Copy out only the lines running from the one that contains "of the small" through the end of the listing. Pictures stay out.

(begin)

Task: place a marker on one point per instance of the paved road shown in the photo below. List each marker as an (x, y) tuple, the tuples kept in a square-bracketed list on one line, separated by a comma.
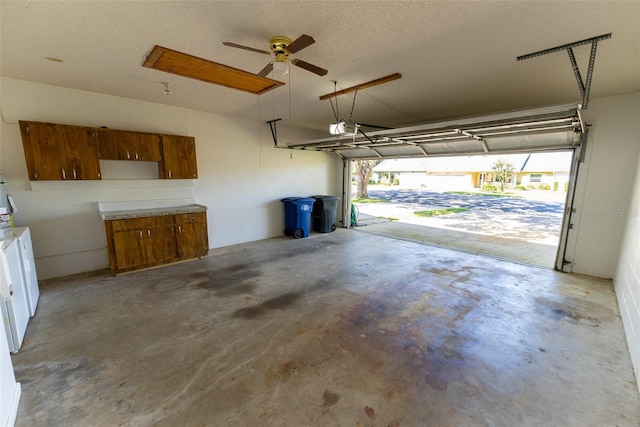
[(511, 217)]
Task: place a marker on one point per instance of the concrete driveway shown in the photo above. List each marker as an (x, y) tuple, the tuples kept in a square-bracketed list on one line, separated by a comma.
[(524, 228)]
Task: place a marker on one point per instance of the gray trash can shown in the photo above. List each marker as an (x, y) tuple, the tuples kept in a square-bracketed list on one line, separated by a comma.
[(323, 217)]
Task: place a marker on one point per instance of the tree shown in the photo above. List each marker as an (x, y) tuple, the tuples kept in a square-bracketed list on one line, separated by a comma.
[(503, 171), (363, 170)]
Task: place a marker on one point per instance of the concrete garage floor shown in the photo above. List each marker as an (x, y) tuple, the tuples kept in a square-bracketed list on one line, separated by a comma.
[(339, 329), (524, 228)]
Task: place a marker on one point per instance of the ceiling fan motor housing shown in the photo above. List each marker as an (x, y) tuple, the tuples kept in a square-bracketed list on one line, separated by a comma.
[(279, 45)]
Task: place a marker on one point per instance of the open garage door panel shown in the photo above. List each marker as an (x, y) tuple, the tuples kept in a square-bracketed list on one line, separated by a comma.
[(542, 129)]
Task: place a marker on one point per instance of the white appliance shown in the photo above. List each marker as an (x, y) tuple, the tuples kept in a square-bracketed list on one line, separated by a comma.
[(14, 305), (10, 390), (29, 275)]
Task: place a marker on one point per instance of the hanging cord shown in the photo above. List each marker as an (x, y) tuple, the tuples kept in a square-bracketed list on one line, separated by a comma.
[(353, 106), (335, 109)]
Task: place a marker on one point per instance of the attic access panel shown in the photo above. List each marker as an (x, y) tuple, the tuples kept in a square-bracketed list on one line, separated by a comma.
[(524, 131), (182, 64)]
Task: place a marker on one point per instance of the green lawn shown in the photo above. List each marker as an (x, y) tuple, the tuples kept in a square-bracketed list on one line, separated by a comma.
[(471, 193), (438, 212), (371, 200)]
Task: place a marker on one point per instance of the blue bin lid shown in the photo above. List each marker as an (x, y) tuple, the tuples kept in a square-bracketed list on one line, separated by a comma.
[(305, 200)]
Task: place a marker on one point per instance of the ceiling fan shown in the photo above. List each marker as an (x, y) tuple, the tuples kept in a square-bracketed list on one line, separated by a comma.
[(281, 47)]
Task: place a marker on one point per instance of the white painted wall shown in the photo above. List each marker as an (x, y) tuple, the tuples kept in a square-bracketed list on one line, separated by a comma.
[(241, 177), (627, 277), (605, 185)]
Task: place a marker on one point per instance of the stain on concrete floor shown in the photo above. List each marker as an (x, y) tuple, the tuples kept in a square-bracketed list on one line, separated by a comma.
[(339, 329)]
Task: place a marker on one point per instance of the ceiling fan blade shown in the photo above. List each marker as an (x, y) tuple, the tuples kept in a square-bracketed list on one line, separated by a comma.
[(266, 70), (309, 67), (252, 49), (300, 43)]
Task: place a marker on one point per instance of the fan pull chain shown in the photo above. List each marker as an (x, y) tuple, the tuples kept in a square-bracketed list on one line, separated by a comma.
[(353, 105), (335, 109)]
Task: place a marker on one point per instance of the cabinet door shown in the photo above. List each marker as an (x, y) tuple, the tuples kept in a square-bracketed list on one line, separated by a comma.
[(124, 145), (108, 145), (130, 249), (160, 246), (81, 146), (191, 235), (178, 157), (44, 151), (145, 146)]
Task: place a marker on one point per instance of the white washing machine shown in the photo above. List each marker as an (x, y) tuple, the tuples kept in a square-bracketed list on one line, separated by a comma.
[(29, 275), (14, 305)]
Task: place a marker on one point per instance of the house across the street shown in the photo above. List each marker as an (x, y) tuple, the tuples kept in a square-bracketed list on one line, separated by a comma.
[(534, 170)]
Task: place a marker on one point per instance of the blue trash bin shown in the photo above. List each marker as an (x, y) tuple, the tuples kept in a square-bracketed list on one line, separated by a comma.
[(297, 216)]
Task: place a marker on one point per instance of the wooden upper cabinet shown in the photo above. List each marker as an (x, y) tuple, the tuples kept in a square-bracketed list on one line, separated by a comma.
[(123, 145), (178, 157), (60, 152), (65, 152), (81, 146)]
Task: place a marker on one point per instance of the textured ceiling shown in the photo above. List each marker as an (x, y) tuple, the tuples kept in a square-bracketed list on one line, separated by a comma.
[(456, 58)]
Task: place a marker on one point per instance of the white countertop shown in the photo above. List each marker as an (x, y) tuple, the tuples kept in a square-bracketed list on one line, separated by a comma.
[(137, 213)]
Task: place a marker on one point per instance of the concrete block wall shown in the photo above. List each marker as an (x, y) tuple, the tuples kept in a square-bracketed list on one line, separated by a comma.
[(627, 278)]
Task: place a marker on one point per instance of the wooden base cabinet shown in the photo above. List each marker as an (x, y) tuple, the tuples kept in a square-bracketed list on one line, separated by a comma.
[(144, 242)]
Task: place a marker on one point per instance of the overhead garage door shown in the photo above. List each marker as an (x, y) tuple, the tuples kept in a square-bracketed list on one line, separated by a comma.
[(543, 129), (524, 131)]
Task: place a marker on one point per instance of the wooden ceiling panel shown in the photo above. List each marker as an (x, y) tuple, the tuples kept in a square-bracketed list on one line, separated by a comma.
[(182, 64)]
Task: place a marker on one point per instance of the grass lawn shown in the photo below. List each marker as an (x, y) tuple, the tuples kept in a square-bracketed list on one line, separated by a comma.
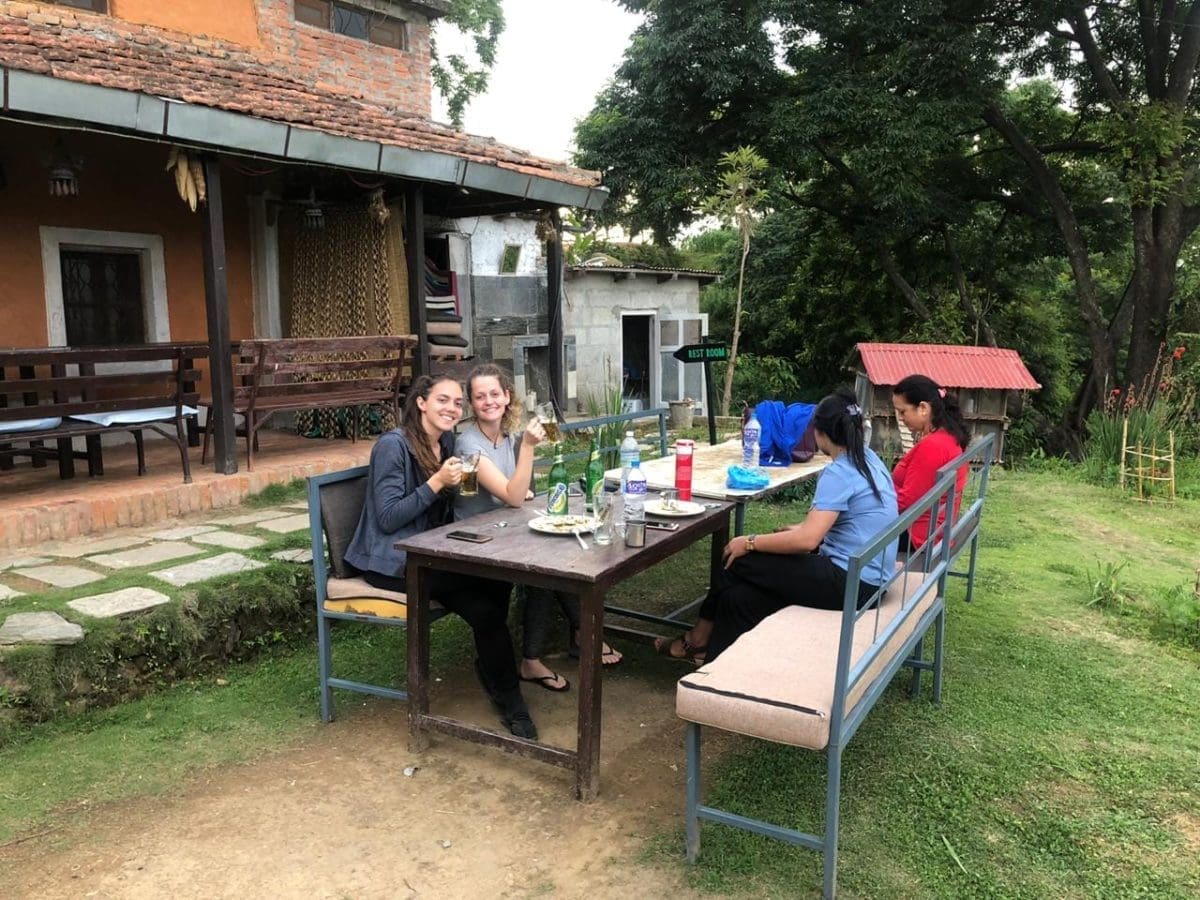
[(1065, 760)]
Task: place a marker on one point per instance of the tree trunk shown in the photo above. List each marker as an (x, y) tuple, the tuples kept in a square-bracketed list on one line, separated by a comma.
[(737, 328), (1157, 241), (1103, 355)]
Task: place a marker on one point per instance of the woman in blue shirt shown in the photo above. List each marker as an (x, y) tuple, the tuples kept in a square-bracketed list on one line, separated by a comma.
[(803, 564)]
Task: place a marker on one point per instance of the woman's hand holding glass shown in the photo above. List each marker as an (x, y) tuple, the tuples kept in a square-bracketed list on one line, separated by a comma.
[(449, 475)]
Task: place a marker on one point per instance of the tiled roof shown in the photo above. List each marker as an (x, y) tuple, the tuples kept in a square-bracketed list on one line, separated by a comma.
[(949, 365), (203, 72)]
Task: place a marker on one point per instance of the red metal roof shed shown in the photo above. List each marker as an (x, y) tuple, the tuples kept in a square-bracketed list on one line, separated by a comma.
[(949, 365)]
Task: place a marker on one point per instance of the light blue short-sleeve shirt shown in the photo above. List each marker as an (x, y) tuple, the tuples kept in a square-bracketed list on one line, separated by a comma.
[(844, 490), (505, 459)]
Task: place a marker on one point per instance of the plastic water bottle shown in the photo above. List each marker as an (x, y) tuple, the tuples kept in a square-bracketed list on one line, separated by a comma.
[(629, 453), (750, 447), (634, 495)]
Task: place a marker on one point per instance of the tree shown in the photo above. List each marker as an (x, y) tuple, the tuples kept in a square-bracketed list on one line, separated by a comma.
[(898, 123), (738, 202), (456, 75)]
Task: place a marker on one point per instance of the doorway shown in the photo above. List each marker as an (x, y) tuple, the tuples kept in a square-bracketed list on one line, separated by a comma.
[(636, 360)]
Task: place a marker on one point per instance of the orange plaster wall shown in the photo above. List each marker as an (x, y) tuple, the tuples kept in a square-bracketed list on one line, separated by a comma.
[(123, 187), (234, 21)]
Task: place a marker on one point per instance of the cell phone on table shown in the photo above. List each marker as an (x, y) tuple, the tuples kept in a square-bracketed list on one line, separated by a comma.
[(472, 537)]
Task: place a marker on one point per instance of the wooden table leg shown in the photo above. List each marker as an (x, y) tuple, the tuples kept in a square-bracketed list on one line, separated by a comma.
[(587, 763), (418, 582)]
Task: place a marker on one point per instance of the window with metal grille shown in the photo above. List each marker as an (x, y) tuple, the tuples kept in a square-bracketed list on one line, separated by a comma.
[(90, 5), (353, 22), (102, 299)]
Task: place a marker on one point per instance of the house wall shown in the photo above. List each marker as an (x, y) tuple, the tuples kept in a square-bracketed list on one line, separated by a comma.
[(594, 304), (268, 30), (123, 187)]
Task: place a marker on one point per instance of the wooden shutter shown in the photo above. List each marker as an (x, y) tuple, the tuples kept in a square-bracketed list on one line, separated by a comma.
[(389, 33), (313, 12)]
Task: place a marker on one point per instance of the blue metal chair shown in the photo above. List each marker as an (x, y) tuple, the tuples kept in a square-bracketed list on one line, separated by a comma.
[(335, 504), (810, 677)]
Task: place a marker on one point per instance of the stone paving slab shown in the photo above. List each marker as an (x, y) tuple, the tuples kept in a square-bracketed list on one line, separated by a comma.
[(181, 533), (60, 576), (232, 540), (87, 546), (23, 562), (249, 517), (209, 568), (286, 525), (39, 628), (301, 555), (149, 555), (119, 603)]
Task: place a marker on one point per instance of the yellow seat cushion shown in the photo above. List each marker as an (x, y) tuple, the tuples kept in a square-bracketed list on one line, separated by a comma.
[(777, 681), (354, 595)]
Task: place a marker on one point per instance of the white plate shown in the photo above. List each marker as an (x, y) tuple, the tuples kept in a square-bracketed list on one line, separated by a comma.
[(563, 525), (683, 509)]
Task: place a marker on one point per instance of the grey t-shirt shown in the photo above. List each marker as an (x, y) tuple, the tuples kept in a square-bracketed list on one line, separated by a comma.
[(505, 459)]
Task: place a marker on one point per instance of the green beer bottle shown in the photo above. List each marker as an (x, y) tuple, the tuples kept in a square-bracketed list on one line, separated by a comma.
[(556, 498), (593, 475)]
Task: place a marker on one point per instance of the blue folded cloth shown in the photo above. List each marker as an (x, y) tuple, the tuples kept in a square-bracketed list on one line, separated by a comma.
[(741, 479), (781, 430)]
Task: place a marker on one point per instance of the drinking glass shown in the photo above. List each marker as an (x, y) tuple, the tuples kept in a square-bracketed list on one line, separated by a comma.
[(469, 486), (603, 510), (549, 419)]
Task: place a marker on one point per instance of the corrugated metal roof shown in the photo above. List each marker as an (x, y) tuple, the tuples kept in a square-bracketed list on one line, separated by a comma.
[(949, 365)]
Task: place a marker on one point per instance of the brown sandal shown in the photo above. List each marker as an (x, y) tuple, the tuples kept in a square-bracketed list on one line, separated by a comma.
[(691, 653)]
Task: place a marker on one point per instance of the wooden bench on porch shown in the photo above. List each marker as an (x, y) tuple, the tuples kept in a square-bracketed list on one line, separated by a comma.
[(300, 373), (55, 394)]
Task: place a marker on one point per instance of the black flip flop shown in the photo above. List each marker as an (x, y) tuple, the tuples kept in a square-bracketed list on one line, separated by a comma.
[(546, 683)]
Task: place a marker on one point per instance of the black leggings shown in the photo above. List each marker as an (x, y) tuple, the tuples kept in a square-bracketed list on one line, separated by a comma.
[(539, 607), (484, 604), (759, 585)]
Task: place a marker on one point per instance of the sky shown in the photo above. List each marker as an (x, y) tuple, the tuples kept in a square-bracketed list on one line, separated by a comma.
[(553, 58)]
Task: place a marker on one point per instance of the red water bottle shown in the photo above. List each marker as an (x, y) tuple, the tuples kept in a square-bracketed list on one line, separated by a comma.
[(684, 451)]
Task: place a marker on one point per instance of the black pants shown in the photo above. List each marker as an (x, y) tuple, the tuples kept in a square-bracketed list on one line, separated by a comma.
[(539, 607), (759, 585), (484, 604)]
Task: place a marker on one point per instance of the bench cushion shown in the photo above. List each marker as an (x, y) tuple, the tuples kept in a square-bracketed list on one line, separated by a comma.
[(30, 425), (355, 595), (777, 681), (132, 417)]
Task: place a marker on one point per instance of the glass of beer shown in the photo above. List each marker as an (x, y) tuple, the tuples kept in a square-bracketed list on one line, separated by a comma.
[(549, 420), (469, 486)]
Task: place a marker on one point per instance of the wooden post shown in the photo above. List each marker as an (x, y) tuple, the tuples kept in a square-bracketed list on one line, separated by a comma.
[(555, 303), (1125, 444), (216, 306), (414, 250)]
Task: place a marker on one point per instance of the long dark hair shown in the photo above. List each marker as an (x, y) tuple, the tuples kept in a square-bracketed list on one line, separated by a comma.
[(840, 419), (943, 406), (411, 424)]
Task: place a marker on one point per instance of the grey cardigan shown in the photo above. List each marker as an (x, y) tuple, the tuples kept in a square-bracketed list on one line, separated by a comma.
[(400, 503)]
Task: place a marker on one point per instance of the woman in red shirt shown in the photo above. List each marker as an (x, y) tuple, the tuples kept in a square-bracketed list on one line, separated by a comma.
[(936, 424)]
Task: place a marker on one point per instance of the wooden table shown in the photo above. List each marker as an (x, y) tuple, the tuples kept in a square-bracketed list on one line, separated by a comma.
[(519, 555), (708, 473)]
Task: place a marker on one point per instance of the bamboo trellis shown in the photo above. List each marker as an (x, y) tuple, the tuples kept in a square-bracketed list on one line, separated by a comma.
[(1150, 468)]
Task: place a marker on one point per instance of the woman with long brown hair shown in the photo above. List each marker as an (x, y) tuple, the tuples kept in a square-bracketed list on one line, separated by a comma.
[(413, 474)]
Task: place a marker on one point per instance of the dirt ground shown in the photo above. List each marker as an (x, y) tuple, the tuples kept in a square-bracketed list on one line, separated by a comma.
[(336, 817)]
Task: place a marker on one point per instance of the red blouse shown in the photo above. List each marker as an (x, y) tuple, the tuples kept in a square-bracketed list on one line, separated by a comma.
[(917, 472)]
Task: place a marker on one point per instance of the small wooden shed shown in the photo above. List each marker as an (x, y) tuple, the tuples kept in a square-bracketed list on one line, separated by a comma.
[(984, 378)]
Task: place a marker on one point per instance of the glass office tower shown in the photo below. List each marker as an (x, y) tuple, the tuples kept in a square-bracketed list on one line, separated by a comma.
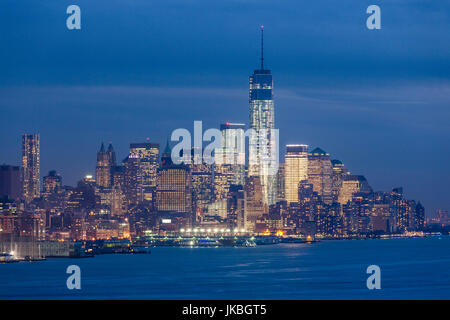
[(263, 143)]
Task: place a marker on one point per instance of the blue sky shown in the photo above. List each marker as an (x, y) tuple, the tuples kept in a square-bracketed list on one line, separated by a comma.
[(377, 100)]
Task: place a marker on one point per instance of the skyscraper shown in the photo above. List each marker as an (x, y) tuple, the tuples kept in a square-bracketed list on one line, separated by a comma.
[(339, 171), (202, 185), (52, 182), (295, 170), (232, 151), (263, 142), (253, 202), (320, 174), (10, 182), (103, 168), (141, 167), (229, 159), (353, 184), (31, 167), (174, 186)]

(end)

- **OUTPUT OF THE EXERCISE**:
Task: place a marker on one point per instance of the small wooden shed shown in the photo above. List each marker as an (x, y) tuple, the tuples kept in a square-bracketed list on one line, separated by a comma.
[(984, 378)]
Task: place a marker on one point per instance of the glass office tower shown in the photo below. List each marker as an (x, y) tuple, the tuples kept in a square-bracketed list on one line, separated by a comma.
[(263, 143)]
Task: place a marker on one point per instance of the blue sky shown in the photo above. List each marker as an (x, y) tuple, the tuples kept in a square-bracketed list on one line, separated by a comma.
[(377, 100)]
Task: place a marker on one point per instance of the skyscraper shown in the photo above. List each marker as an (x, y) tuple, the tuples kept in a square-bracketed list on one line, separated by a comma.
[(339, 171), (202, 185), (52, 182), (295, 170), (232, 151), (263, 142), (253, 202), (320, 174), (10, 182), (103, 168), (141, 167), (229, 159), (353, 184), (31, 167), (174, 186)]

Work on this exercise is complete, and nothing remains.